◆ Given records ◆
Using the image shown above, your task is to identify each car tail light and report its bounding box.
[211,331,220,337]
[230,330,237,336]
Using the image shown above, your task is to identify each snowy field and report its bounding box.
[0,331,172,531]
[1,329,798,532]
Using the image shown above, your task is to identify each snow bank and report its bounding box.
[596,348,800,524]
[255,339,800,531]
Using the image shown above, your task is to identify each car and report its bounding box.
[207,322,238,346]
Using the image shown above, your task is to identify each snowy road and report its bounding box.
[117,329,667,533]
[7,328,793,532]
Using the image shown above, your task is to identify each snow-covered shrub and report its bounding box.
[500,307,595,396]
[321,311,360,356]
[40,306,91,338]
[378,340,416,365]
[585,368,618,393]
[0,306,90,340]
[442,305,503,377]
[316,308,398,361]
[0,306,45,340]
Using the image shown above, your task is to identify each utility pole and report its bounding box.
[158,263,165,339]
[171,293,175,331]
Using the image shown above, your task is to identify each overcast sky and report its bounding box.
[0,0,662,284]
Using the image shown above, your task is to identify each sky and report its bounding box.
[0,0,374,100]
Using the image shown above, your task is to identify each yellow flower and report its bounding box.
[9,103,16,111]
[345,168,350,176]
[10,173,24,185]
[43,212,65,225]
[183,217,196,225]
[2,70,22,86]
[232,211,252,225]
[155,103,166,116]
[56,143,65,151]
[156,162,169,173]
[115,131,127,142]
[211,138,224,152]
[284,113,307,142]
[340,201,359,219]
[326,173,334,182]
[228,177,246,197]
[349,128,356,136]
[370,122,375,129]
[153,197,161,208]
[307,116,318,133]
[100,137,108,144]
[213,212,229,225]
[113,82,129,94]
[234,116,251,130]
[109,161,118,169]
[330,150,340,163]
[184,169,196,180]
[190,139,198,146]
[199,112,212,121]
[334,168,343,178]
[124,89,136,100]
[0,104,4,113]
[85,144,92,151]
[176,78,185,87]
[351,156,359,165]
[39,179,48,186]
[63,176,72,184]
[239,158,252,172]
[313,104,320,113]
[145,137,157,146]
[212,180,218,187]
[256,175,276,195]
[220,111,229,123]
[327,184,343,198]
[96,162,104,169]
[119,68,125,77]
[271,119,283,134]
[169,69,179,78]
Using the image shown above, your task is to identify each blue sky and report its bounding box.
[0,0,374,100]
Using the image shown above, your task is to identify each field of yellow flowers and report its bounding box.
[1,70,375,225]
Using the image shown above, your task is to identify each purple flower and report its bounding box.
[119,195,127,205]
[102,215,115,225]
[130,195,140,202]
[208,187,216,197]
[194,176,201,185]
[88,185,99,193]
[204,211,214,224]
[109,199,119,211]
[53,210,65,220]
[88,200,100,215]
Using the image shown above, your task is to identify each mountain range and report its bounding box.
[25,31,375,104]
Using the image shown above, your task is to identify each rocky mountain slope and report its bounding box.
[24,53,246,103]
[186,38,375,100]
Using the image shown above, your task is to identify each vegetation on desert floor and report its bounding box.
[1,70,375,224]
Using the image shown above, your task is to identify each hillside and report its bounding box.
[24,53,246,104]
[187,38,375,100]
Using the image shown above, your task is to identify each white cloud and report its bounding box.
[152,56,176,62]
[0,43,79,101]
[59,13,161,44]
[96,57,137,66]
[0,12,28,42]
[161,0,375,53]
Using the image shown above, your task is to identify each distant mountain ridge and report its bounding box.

◆ Your objective ◆
Nothing may be left out. Retype all the entries exactly.

◆ Answer box ◆
Using the image shown above, your task is to identify each car tail light and report its bounding box.
[211,331,220,337]
[230,330,237,336]
Using the image shown above, your task is to identify each snowy field and report its bounding box.
[0,331,172,531]
[1,329,798,532]
Using the image shown above, your task is to identify each snow bank and report its bounding box.
[596,348,800,524]
[255,339,800,531]
Using the image shown above, your task is to identify each car and report its bounding box.
[207,322,238,346]
Using the image shown above, your task is to identify each snowy road and report its bounding box.
[117,329,667,533]
[7,328,793,532]
Using the image shown above, your task is to identify each snow-covered shrub and report its bounding box.
[500,307,595,396]
[321,311,360,356]
[40,306,91,338]
[378,340,416,365]
[585,368,618,393]
[0,306,90,340]
[442,305,503,377]
[316,308,398,361]
[0,306,45,340]
Using the image shown above, your task is to identify each utility pole and report its bounding box.
[158,263,165,339]
[171,293,175,331]
Using the image shown above, your task is to identify each overcast sky and report its bounding box.
[0,0,662,284]
Using the image shown above, your task is to identify each sky and report its bounding box.
[0,0,374,100]
Using the image shown above, your task is to identify each yellow flower and report its bounding box.
[9,103,16,111]
[345,168,350,176]
[10,173,24,185]
[43,212,65,225]
[183,217,196,225]
[2,70,22,86]
[232,211,252,225]
[155,103,166,116]
[56,143,65,151]
[156,162,169,173]
[115,131,127,142]
[211,138,224,152]
[284,113,307,142]
[340,201,359,219]
[326,173,334,182]
[228,177,246,197]
[349,128,356,136]
[370,122,375,129]
[153,197,161,208]
[307,116,318,133]
[100,137,108,144]
[213,212,229,225]
[113,82,129,94]
[234,116,251,130]
[109,161,118,169]
[330,150,340,163]
[184,169,196,180]
[190,139,198,146]
[199,112,212,121]
[334,168,343,178]
[124,89,136,100]
[0,104,4,113]
[85,144,92,151]
[176,78,185,87]
[351,156,359,165]
[39,179,48,186]
[63,176,72,184]
[239,158,252,172]
[313,104,320,113]
[145,137,157,146]
[212,180,218,187]
[256,175,276,195]
[220,111,229,123]
[327,184,343,198]
[96,162,104,169]
[119,68,125,77]
[271,119,283,134]
[169,69,179,78]
Using the image shown above, your task is to identify each blue sky and report its bounding box.
[0,0,374,100]
Using the image shown above, your task is to identify each field of yellow flowers and report its bounding box.
[1,70,375,225]
Using the image shown above, your task is to identify each purple flower and report its bounding box.
[119,195,127,205]
[102,215,115,225]
[130,195,140,202]
[208,187,216,197]
[194,176,201,185]
[88,185,99,193]
[204,211,214,224]
[109,199,119,211]
[53,210,65,220]
[88,200,100,215]
Using the image shown above, your task is to identify each mountain range and report its bounding box.
[25,31,375,104]
Using the image shown above, your task is to identify each rocky mountain slope and report its bounding box.
[24,53,246,103]
[186,38,375,100]
Using the image shown above, your task is to identify each vegetation on desert floor and report its bounding box.
[1,70,375,224]
Using the image shown above, your task is to identify each hillside and report its bounding box.
[24,53,246,104]
[187,38,375,100]
Using the image shown above, your task is to identify each white cloud and report its bounding box.
[152,56,176,62]
[0,43,79,101]
[59,13,161,44]
[96,57,137,66]
[0,12,28,42]
[161,0,375,53]
Using the image shown above, your task is to identify each distant mountain ridge and report its bounding box.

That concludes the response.